SOURCE PASSAGE ::
__________________________________________________
Two new Bt cotton varieties, MRC 7377BG11 and MRC7361BG11, have been approved for commercial release by the National Committee on Naming, Registration and Release of Crop Materials, at its 26th meeting in Ibadan on Thursday.
The crops, which are Nigeria’s first home-grown GM cotton, were developed by Mahyco Nigeria Pvt. Limited in collaboration with the Institute for Agricultural Research, Ahmadu Bello University, Zaria.
They are expected to bring succour to farmers and boost Nigeria’s textile industry with a yield of 4.1 to 4.4 tonne per hectare as against the local variety’s yield of 600 to 900kg per hectare.
Speaking at the event in Ibadan, the Chairman of the Committee, Chief Oladosun Awoyemi remarked that the release and registration of GM cotton is revolutionary to the agricultural development of the country as it would lead to the future adoption of the GM technology in Nigeria of food crops.
The Director General/CEO of the National Biotechnology Development Agency (NABDA), Prof. Alex Akpa at a press conference on Friday, in Abuja, said, the official registration marked the entry into the nation’s agricultural system.
__________________________________________________
DATASET EXCERPTS ::

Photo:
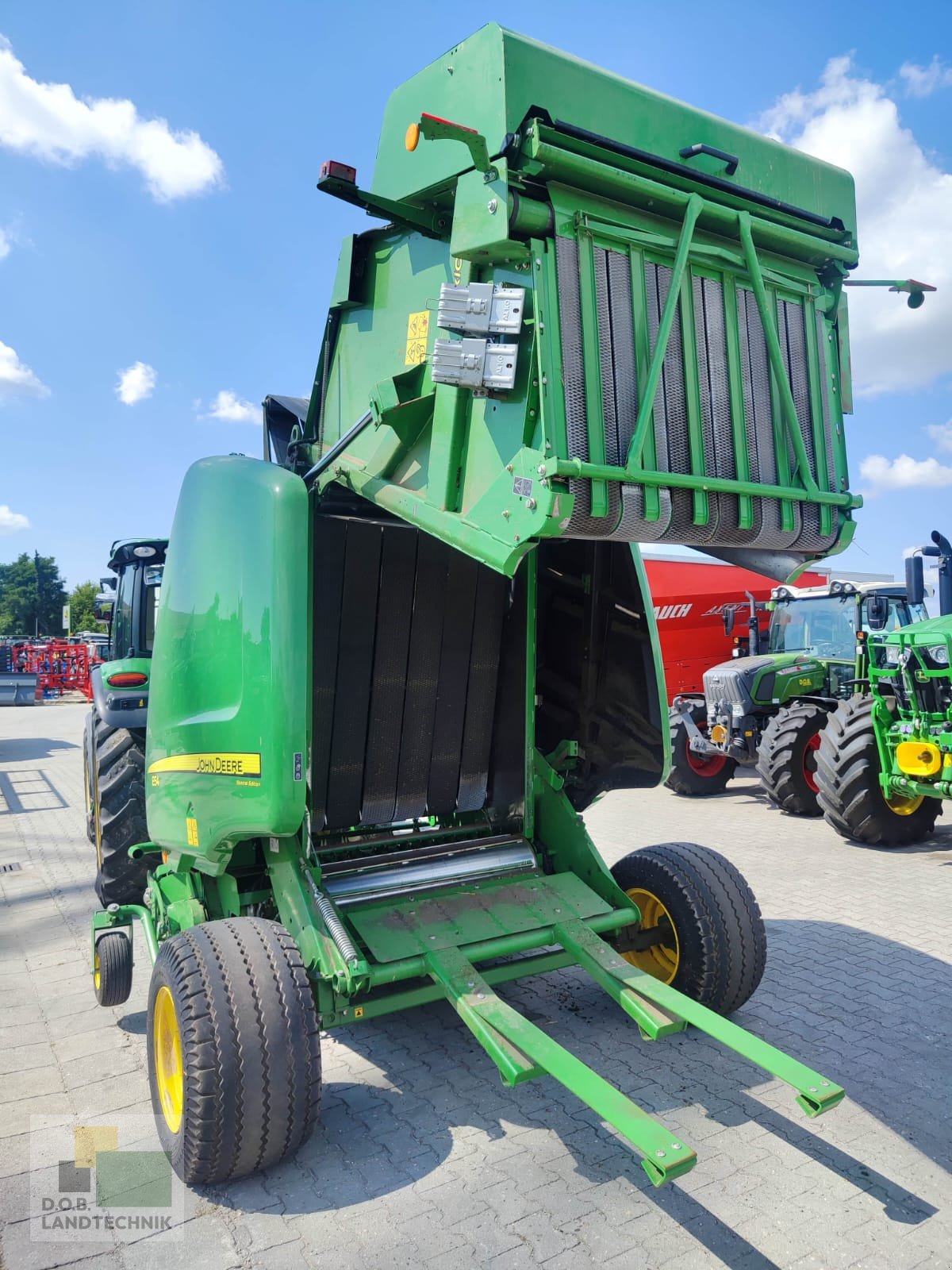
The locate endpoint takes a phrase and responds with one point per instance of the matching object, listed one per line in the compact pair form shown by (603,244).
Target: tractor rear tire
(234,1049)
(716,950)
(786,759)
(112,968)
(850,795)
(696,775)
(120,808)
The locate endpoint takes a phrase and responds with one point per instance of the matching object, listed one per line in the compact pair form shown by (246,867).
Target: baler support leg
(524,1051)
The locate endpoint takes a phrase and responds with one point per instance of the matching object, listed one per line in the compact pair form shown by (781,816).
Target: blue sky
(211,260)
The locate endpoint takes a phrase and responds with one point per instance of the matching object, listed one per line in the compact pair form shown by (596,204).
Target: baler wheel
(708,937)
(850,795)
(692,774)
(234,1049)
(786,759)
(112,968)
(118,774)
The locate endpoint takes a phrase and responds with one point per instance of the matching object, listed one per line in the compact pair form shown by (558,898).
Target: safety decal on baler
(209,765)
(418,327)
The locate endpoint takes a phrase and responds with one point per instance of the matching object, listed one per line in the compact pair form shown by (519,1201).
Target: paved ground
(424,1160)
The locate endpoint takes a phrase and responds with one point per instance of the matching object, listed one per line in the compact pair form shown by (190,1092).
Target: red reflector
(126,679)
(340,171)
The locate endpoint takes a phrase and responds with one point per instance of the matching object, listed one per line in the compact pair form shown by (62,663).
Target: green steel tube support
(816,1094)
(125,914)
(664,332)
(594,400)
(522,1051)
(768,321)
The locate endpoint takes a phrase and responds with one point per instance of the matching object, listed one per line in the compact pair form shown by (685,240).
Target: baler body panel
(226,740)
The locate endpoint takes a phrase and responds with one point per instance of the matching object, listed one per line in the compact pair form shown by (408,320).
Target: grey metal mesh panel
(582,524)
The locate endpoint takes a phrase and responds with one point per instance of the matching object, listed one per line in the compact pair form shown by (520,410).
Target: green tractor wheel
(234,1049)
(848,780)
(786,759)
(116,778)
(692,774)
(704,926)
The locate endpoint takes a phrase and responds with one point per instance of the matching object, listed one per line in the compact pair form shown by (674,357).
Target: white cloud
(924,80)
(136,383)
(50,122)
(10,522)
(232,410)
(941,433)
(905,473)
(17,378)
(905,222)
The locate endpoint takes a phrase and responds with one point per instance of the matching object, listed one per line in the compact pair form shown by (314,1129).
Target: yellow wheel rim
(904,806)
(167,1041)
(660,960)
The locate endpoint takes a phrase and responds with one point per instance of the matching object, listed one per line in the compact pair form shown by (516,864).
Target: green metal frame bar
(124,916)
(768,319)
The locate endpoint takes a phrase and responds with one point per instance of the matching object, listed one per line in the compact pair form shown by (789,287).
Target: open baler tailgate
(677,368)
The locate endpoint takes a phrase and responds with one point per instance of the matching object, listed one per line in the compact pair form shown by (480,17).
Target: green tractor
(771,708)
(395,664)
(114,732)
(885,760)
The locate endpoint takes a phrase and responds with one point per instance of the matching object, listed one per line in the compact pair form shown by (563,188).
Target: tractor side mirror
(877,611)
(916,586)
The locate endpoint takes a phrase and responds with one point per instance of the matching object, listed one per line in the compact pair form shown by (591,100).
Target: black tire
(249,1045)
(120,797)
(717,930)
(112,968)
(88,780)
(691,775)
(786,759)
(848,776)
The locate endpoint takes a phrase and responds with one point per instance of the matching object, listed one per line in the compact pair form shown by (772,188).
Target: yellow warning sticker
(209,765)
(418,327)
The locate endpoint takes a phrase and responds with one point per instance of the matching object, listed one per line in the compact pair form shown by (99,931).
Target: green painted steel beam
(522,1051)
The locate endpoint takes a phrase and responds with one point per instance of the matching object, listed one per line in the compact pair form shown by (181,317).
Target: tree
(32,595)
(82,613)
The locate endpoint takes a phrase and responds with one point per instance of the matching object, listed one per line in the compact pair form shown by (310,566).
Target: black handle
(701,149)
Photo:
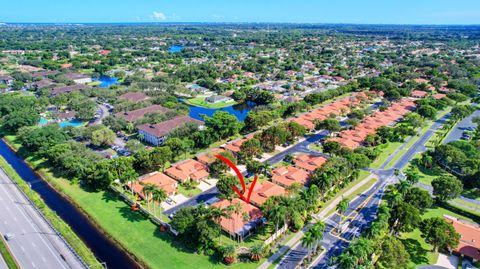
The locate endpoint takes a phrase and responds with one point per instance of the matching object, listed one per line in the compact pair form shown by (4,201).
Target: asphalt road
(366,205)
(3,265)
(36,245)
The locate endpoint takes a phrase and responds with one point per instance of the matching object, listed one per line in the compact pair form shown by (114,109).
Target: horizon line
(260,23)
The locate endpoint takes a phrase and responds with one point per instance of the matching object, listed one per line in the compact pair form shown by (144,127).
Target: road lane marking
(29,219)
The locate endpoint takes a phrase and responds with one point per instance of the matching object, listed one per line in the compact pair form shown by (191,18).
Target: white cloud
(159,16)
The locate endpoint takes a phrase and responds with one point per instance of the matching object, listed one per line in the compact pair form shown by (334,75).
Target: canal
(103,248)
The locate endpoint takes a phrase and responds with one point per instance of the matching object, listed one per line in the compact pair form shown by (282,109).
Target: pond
__________________________________________________
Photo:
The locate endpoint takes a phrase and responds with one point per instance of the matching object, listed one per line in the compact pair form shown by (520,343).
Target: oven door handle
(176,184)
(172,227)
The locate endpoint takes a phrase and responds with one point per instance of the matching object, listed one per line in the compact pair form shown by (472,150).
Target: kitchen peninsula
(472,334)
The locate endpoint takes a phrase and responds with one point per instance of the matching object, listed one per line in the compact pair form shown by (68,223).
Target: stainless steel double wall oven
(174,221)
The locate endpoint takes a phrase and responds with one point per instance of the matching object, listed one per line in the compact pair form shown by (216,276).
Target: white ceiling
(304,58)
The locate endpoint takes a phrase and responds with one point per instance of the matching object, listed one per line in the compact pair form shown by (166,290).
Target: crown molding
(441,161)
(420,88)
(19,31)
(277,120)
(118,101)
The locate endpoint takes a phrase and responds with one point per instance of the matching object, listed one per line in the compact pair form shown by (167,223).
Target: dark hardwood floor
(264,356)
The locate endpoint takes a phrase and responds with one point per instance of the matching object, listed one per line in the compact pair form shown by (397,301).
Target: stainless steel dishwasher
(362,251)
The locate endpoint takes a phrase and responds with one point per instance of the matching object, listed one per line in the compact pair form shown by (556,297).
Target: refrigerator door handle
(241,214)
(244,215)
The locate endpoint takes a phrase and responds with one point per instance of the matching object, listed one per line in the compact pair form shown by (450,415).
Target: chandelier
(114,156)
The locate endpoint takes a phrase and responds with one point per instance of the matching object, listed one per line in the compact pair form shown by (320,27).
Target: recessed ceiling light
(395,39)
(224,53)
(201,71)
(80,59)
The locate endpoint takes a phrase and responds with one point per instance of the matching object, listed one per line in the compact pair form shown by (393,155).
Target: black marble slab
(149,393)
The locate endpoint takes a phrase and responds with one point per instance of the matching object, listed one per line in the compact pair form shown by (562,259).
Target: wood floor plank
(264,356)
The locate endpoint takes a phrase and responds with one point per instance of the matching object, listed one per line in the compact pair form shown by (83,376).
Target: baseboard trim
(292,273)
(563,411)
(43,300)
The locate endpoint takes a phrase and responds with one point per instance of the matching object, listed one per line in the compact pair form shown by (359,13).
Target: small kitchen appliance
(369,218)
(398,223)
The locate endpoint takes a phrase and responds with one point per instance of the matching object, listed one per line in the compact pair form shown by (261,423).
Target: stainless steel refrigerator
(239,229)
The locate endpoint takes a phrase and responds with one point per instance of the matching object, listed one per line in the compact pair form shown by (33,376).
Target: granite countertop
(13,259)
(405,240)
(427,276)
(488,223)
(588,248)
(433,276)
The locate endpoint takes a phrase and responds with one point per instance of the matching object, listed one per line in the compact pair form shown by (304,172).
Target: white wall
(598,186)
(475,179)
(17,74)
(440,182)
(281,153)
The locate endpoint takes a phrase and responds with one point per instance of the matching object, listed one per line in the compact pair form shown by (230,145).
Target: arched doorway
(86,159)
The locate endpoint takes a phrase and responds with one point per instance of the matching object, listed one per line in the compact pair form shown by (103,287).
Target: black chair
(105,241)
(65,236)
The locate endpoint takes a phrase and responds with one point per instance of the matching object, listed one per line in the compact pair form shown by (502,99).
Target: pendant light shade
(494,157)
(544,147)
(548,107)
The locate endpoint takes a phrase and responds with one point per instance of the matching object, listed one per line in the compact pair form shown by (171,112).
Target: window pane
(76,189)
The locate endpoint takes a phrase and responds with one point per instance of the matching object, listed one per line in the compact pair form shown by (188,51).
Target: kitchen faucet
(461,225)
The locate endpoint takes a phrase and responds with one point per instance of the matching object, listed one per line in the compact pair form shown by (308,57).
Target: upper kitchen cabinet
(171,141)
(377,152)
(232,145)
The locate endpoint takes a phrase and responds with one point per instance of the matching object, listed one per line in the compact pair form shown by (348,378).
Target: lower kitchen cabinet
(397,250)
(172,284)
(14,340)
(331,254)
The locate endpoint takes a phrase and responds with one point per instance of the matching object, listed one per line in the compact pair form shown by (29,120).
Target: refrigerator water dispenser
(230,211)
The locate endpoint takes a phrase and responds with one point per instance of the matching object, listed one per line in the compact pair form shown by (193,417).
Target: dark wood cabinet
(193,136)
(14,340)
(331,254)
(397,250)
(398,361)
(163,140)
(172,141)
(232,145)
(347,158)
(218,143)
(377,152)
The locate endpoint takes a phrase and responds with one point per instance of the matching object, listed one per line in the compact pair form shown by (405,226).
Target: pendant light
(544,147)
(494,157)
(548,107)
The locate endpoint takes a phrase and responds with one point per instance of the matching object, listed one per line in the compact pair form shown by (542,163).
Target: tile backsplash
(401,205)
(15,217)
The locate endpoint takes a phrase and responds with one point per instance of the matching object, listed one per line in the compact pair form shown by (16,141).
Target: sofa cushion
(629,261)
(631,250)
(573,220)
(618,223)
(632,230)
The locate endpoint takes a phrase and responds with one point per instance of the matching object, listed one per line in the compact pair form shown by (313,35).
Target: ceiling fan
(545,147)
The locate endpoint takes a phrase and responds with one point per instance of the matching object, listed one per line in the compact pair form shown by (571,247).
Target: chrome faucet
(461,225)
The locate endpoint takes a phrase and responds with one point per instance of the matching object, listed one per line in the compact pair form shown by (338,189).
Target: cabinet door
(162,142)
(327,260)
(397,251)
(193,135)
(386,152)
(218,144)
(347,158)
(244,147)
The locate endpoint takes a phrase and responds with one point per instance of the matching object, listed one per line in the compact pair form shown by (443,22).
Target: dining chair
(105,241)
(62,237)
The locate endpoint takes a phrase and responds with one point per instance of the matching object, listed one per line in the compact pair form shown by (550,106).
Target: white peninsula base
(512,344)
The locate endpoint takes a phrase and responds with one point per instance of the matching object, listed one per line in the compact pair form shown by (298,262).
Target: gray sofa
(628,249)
__________________________________________________
WHAT YOU WILL DO ::
Please answer these questions from the cotton passage.
(a) In which city did the committee hold its 26th meeting?
(b) Which company developed the two varieties with the Institute for Agricultural Research?
(c) What yield per hectare are the new varieties expected to give?

EXERCISE RESULT ::
(a) Ibadan
(b) Mahyco Nigeria Pvt. Limited
(c) 4.1 to 4.4 tonne per hectare